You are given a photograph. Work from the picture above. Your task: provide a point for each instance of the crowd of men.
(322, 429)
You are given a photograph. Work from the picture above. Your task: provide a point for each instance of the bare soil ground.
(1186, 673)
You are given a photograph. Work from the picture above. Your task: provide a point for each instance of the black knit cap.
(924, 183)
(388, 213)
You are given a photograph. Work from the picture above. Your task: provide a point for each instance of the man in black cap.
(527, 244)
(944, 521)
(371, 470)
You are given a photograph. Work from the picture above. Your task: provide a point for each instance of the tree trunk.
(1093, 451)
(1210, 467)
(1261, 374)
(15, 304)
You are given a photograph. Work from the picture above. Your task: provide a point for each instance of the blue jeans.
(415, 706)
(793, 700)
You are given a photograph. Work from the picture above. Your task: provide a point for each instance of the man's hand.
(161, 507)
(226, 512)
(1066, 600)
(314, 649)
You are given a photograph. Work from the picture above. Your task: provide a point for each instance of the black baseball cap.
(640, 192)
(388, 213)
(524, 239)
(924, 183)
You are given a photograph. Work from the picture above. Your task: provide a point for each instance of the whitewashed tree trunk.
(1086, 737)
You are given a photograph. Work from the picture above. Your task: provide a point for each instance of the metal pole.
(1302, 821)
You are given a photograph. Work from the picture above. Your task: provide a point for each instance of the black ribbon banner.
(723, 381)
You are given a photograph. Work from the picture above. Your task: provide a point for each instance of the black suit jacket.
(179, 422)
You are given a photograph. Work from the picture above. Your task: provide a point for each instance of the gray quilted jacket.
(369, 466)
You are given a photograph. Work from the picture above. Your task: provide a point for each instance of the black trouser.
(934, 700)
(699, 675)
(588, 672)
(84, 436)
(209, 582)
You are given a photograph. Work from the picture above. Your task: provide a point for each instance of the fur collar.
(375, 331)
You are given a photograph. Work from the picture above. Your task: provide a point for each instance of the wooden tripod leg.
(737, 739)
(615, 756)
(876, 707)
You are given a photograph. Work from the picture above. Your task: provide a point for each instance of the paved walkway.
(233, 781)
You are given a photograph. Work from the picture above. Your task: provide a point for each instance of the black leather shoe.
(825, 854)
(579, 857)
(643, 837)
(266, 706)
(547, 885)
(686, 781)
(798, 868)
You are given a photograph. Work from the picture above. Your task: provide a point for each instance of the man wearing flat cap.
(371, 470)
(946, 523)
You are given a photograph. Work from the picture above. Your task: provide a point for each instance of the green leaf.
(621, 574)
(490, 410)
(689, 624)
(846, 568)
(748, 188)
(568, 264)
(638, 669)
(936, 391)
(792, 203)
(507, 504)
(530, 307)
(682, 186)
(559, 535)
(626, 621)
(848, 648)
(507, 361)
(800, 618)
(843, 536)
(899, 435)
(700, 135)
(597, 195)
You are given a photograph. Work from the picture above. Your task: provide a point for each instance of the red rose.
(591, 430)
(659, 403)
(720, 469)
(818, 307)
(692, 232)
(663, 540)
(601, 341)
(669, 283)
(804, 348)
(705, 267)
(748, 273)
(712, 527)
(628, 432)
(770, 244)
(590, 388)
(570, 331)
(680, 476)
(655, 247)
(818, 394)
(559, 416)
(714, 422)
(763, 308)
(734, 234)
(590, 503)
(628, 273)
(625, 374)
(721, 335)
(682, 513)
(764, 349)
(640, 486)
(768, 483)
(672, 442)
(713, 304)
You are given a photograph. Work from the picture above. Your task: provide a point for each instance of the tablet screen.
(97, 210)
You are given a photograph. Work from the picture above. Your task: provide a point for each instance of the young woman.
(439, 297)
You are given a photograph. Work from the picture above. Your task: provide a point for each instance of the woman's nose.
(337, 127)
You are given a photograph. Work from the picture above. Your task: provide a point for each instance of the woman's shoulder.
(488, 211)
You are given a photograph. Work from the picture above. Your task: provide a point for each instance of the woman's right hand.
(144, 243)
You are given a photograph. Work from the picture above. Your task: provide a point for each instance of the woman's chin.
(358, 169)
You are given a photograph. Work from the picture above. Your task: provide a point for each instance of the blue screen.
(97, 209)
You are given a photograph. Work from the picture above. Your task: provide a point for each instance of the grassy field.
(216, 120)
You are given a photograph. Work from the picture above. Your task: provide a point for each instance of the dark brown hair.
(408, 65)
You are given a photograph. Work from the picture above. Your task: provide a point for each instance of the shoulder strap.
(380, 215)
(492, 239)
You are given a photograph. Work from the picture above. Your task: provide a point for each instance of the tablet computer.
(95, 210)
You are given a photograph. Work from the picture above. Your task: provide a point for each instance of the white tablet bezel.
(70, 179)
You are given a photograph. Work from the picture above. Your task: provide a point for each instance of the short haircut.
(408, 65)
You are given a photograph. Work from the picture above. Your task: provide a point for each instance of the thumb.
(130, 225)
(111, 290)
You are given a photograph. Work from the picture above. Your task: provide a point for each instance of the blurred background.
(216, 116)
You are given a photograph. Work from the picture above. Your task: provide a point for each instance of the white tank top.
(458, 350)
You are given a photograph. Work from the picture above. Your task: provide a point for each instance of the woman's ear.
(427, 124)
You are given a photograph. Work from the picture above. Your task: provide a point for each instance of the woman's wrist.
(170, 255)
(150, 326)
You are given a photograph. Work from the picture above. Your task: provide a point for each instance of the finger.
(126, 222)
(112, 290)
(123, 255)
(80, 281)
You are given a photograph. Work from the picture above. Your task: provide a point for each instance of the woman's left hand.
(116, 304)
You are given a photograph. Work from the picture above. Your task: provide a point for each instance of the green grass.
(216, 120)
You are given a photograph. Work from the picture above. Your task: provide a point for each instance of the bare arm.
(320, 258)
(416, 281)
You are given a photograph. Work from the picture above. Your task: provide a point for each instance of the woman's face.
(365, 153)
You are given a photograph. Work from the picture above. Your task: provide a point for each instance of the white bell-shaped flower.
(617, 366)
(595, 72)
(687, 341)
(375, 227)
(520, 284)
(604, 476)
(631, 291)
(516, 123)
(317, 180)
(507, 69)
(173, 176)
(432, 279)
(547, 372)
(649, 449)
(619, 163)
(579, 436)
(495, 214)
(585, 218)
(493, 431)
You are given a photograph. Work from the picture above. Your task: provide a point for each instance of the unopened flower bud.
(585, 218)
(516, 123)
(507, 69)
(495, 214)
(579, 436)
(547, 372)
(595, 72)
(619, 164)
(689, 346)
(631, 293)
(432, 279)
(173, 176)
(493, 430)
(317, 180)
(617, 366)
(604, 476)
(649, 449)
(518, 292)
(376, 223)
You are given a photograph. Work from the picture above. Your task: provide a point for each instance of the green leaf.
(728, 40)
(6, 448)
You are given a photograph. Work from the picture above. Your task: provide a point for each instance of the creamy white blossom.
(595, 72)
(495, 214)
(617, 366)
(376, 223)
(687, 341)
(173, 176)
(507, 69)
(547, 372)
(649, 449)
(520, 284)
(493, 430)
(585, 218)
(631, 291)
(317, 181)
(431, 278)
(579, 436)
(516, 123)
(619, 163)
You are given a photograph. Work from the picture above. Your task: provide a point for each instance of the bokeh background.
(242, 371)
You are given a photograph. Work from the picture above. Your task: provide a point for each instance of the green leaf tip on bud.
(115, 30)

##############################

▶ **PROBLEM DETAILS**: Write out every line of the listing above as a numbered list, leaving out any blank lines.

▶ **FINISHED TASK**:
1. You are given a photograph. Work from the picture above. Your task: provide a point for each instance of the crowd of men.
2. (322, 429)
3. You are given a photograph. Work from the picture above. Your task: provide a point for each instance of the bare soil ground.
4. (1186, 673)
5. You are given a photograph. Work from the picture above. Your task: provide a point for each instance of the black knit cap.
6. (924, 183)
7. (388, 213)
8. You are given a photograph. Work from the picture above. Your task: provide a point for each instance of the man in black cap.
9. (527, 244)
10. (944, 521)
11. (371, 470)
12. You are given a photograph. Work from the picture above. Your task: provide a point for each instance of the tree trunk.
13. (1093, 451)
14. (1210, 467)
15. (1261, 374)
16. (15, 304)
17. You are given a photograph. Work from the picture above. Your task: provide a point for each instance of the blue jeans.
18. (415, 706)
19. (793, 700)
20. You are given a photograph. Work from the picture above. Your task: provide a point for each instance of the man's hand.
21. (161, 507)
22. (226, 512)
23. (1066, 600)
24. (314, 649)
25. You are given a photograph. Work from the picture above. Your task: provide a point for each instance of the black baseball cap.
26. (640, 192)
27. (388, 213)
28. (524, 239)
29. (924, 183)
30. You are given a photograph. Work from the picture above. Your task: provide a point for each instance of the whitewashed tree trunk.
31. (1086, 737)
32. You are given a photograph. Work from the picture above. Your task: provide a point for each instance of the metal pole.
33. (1302, 821)
34. You are given a photograph. Work from the picture above. Your task: provide a point for each instance of the black ribbon banner.
35. (723, 381)
36. You are given a photograph. Work from the picture above. Your task: provide a point for each instance of the black suit jacket.
37. (179, 422)
38. You are given a photograph. Work from the picture above. Your task: provide a point for each instance of the gray quilted jacket.
39. (369, 466)
40. You are given a photograph. Work from the picture above. Your task: provide a point for each instance of the black trouser.
41. (934, 700)
42. (699, 675)
43. (588, 672)
44. (84, 436)
45. (209, 582)
46. You are given a photograph. Work from the picture above. Your task: provide a point for each instance of the fur collar.
47. (375, 331)
48. You are given a photograph. Work from the picture above. Your task: provide a point for each instance of the wooden tripod leg.
49. (737, 739)
50. (615, 756)
51. (876, 707)
52. You are given a photograph. Work from the picture above. Your task: provide a point for each instance of the paved walkway.
53. (233, 781)
54. You are given a photograph. Work from the picture above. Your task: provide a point for each instance of the black leather shoe.
55. (825, 854)
56. (579, 857)
57. (643, 837)
58. (266, 706)
59. (547, 885)
60. (686, 781)
61. (798, 868)
62. You are given a photograph. Work from the picture above. Your task: provide a point for each instance of the man wearing flat cap.
63. (371, 470)
64. (946, 523)
65. You are given a photograph. Work from the picture above. Your task: provide a point for each instance of the green leaf.
66. (621, 574)
67. (490, 410)
68. (689, 624)
69. (846, 568)
70. (748, 188)
71. (568, 264)
72. (638, 669)
73. (936, 391)
74. (792, 203)
75. (507, 504)
76. (530, 307)
77. (682, 186)
78. (559, 535)
79. (626, 621)
80. (848, 648)
81. (507, 361)
82. (800, 618)
83. (843, 536)
84. (899, 435)
85. (700, 135)
86. (597, 195)
87. You are given a photograph. Work from the picture above. Your task: provide a point for each instance of the red rose.
88. (591, 430)
89. (659, 403)
90. (720, 469)
91. (818, 307)
92. (692, 232)
93. (663, 540)
94. (601, 341)
95. (669, 283)
96. (804, 348)
97. (705, 267)
98. (748, 273)
99. (712, 527)
100. (628, 432)
101. (770, 244)
102. (590, 388)
103. (570, 331)
104. (680, 476)
105. (655, 247)
106. (818, 394)
107. (559, 416)
108. (714, 422)
109. (763, 308)
110. (734, 234)
111. (590, 503)
112. (628, 273)
113. (625, 374)
114. (721, 335)
115. (682, 513)
116. (764, 349)
117. (640, 486)
118. (768, 483)
119. (672, 442)
120. (713, 304)
121. You are given a photograph. Work from the picture above. Your task: provide a point for each instance of the tablet screen.
122. (97, 210)
123. You are given a photograph. Work from the picture above. Your task: provide a point for each instance of the young woman.
124. (439, 297)
125. You are given a photograph. Work from the picture above. Your task: provide a point for each instance of the woman's nose.
126. (337, 127)
127. You are given a photograph. Work from the picture above. Your task: provide a point for each instance of the woman's shoulder.
128. (488, 211)
129. You are given a photograph. Work from the picture above. Your task: provide a point for each instance of the woman's right hand.
130. (144, 243)
131. You are given a photograph. Work from the picture above. Your task: provide a point for each instance of the woman's chin.
132. (358, 169)
133. You are given a photograph. Work from the picture above. Your task: provide a point for each instance of the blue screen.
134. (97, 209)
135. You are given a photograph. Work from the picture above. Your task: provide a point for each instance of the grassy field.
136. (216, 120)
137. You are given a photograph. Work from the picture above. Your task: provide a point for each instance of the dark brown hair.
138. (408, 65)
139. You are given a photograph. Work from the picture above. Your task: provide a point for each instance of the shoulder strap.
140. (380, 215)
141. (492, 239)
142. You are given a photograph. Work from the picture above. Your task: provide a point for each instance of the tablet computer.
143. (95, 210)
144. You are given a photograph. Work from the picture above. Your task: provide a point for each instance of the white tablet bezel.
145. (70, 179)
146. You are given a photograph. Work from the picture above. Your task: provide a point for each instance of the short haircut.
147. (408, 65)
148. You are given a photograph. Work from the picture above. Your task: provide a point for each instance of the thumb.
149. (130, 225)
150. (111, 290)
151. You are given a photograph. Work from the picture above. Your task: provide a point for each instance of the blurred background.
152. (216, 116)
153. You are given a photograph. Work from the picture above. Your task: provide a point for each instance of the white tank top.
154. (458, 350)
155. You are given a photograph. Work from the picture above. Your task: provide a point for each instance of the woman's ear.
156. (427, 124)
157. You are given a photograph. Work from the picture above. Your task: provide a point for each instance of the woman's wrist.
158. (170, 255)
159. (150, 326)
160. You are given a photograph. Work from the picture above. Your task: provide a point for each instance of the finger.
161. (126, 222)
162. (112, 290)
163. (123, 255)
164. (80, 281)
165. You are given a photograph. Work from the picture above. Your task: provide a point for each instance of the woman's left hand.
166. (116, 304)
167. You are given a photograph. Work from the picture above. Your task: provide a point for each instance of the green grass.
168. (216, 120)
169. You are given a photograph. Work from the picture above. Your task: provide a point for each instance of the bare arm.
170. (320, 258)
171. (416, 281)
172. You are given a photograph. Work from the picture above. Your task: provide a point for each instance of the woman's face.
173. (365, 153)
174. You are given a photograph. Work from the picture above. Your task: provide a point for each instance of the white bell-shaped flower.
175. (617, 366)
176. (595, 72)
177. (687, 341)
178. (375, 227)
179. (520, 284)
180. (604, 476)
181. (631, 291)
182. (516, 123)
183. (317, 180)
184. (507, 69)
185. (173, 176)
186. (432, 279)
187. (547, 372)
188. (649, 449)
189. (619, 163)
190. (579, 436)
191. (495, 214)
192. (585, 218)
193. (493, 431)
194. You are given a photograph. Work from the picture above. Your task: provide a point for each instance of the unopened flower bud.
195. (585, 218)
196. (516, 123)
197. (507, 69)
198. (495, 214)
199. (579, 436)
200. (547, 372)
201. (595, 72)
202. (619, 164)
203. (689, 346)
204. (631, 293)
205. (432, 279)
206. (173, 176)
207. (493, 430)
208. (317, 180)
209. (617, 366)
210. (604, 476)
211. (649, 449)
212. (518, 292)
213. (376, 223)
214. You are given a photograph. Work from the picture above. Your task: provide a point for each instance of the green leaf.
215. (728, 40)
216. (6, 448)
217. You are given a photograph. Work from the picture above. Your task: provide a point for each instance of the creamy white blossom.
218. (595, 72)
219. (495, 214)
220. (617, 366)
221. (376, 223)
222. (687, 341)
223. (173, 176)
224. (507, 69)
225. (547, 372)
226. (649, 449)
227. (520, 284)
228. (493, 430)
229. (585, 218)
230. (631, 291)
231. (317, 181)
232. (431, 278)
233. (579, 436)
234. (516, 123)
235. (619, 163)
236. You are given a photograph. Work from the picture above. Your task: provide a point for each instance of the bokeh background.
237. (242, 371)
238. You are given a photograph. Work from the picture above. Your task: provide a point for each instance of the green leaf tip on bud.
239. (115, 30)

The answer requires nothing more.